[Pointing dataset entries]

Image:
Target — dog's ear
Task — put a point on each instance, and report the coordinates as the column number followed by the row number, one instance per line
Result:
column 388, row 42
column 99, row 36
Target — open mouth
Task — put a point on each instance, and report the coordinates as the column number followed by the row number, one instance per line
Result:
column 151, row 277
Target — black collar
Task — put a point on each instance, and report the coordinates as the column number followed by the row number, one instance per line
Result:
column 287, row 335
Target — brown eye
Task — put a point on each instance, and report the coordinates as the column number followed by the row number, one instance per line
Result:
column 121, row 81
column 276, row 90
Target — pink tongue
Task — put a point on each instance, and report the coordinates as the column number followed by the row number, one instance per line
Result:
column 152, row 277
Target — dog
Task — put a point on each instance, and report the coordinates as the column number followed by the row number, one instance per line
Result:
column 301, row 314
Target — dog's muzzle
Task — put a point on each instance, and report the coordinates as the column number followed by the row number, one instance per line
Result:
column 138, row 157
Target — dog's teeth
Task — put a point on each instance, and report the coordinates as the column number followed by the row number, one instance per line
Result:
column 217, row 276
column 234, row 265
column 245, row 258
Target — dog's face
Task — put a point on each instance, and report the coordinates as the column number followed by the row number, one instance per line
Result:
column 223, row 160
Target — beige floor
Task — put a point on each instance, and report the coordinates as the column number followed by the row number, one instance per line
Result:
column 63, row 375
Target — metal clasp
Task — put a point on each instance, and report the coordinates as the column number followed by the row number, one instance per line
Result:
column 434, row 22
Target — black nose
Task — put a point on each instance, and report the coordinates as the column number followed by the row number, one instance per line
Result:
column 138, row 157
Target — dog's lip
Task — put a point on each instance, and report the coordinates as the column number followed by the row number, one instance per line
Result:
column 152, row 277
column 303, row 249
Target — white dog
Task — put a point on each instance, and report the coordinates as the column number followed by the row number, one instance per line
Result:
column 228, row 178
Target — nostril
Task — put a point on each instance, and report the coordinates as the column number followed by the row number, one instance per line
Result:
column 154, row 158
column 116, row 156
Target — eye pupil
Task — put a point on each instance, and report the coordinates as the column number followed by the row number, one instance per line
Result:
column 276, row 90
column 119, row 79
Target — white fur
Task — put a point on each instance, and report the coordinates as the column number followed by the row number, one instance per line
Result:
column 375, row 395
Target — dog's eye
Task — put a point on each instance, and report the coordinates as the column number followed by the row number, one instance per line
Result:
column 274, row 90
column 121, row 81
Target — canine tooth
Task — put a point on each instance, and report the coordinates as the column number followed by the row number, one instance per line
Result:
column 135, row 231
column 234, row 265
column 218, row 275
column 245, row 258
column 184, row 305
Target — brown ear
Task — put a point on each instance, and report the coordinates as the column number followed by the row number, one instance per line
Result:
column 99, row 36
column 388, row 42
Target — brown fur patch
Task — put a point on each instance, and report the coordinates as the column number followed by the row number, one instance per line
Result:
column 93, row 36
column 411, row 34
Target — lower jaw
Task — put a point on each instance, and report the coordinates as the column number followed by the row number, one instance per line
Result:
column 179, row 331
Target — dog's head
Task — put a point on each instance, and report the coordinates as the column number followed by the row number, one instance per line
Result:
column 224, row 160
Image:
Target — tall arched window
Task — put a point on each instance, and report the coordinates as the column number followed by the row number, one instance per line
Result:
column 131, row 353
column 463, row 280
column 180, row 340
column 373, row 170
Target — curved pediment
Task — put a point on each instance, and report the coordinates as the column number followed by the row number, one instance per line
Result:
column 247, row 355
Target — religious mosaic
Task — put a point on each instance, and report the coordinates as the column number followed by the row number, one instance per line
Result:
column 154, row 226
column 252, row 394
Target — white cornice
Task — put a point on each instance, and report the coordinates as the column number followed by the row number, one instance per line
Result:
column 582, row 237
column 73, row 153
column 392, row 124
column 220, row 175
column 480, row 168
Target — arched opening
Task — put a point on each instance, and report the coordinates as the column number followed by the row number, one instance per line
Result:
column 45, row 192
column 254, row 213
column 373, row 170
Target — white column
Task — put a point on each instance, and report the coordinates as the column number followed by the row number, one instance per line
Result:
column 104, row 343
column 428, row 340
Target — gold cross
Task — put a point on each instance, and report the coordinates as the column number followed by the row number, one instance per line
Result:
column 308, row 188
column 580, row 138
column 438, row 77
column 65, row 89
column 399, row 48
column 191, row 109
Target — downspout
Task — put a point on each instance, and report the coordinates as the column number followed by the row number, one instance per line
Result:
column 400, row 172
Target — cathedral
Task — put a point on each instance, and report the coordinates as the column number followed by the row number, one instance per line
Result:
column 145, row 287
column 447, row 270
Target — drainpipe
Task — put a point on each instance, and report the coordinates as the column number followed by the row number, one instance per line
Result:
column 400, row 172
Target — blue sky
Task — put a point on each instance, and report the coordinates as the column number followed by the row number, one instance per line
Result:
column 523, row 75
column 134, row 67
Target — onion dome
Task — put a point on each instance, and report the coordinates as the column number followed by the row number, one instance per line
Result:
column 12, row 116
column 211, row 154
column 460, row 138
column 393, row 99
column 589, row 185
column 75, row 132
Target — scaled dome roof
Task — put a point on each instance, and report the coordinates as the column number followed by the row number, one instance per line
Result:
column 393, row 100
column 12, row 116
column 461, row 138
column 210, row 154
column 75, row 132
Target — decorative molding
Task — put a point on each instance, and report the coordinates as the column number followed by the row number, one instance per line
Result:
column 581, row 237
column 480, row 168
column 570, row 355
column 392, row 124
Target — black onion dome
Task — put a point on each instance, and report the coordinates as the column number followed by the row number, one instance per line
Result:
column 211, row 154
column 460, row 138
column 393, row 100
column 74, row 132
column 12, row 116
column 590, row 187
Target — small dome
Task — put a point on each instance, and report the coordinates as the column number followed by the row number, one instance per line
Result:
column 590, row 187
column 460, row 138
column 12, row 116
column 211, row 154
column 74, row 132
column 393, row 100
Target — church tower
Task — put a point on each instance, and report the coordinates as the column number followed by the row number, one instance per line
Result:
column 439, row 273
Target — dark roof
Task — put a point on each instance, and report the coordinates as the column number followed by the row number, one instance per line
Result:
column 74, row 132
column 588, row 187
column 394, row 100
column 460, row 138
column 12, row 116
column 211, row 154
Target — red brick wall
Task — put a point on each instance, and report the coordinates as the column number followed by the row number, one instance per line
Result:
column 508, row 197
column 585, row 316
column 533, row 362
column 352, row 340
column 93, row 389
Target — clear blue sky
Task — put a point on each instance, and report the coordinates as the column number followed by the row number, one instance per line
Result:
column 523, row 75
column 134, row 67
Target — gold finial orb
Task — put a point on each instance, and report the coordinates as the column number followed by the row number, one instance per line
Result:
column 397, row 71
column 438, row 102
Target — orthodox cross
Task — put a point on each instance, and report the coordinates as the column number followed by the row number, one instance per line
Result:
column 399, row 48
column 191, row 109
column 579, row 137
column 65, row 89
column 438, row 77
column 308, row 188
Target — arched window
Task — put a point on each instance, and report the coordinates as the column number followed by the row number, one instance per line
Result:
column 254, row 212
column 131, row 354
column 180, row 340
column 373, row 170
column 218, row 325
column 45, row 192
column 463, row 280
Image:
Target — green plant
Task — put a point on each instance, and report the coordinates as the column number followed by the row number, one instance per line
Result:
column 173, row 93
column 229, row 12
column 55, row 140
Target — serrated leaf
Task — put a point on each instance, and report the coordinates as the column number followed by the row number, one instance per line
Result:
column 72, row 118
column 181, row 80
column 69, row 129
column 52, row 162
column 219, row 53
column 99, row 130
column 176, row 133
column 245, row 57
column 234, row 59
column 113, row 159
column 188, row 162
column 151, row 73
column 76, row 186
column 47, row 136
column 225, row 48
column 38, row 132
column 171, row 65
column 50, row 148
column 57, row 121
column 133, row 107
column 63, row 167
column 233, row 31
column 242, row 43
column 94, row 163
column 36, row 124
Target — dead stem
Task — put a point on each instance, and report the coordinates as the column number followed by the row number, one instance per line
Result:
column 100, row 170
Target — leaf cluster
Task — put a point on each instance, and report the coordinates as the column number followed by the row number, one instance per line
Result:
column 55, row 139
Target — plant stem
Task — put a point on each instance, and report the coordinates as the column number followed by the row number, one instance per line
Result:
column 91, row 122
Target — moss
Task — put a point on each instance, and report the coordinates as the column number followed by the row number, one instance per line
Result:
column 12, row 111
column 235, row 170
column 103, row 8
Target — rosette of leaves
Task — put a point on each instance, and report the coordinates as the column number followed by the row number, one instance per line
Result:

→ **Short task**
Give as a numbered list the lines of the entries above, from the line containing "Target — lower jaw" up to and including the line containing "column 179, row 331", leaving out any blank lines.

→ **Problem solution**
1. Target — lower jaw
2. Task — put a point on each instance, and report the coordinates as the column number followed by the row number, one instance per line
3. Result:
4. column 179, row 331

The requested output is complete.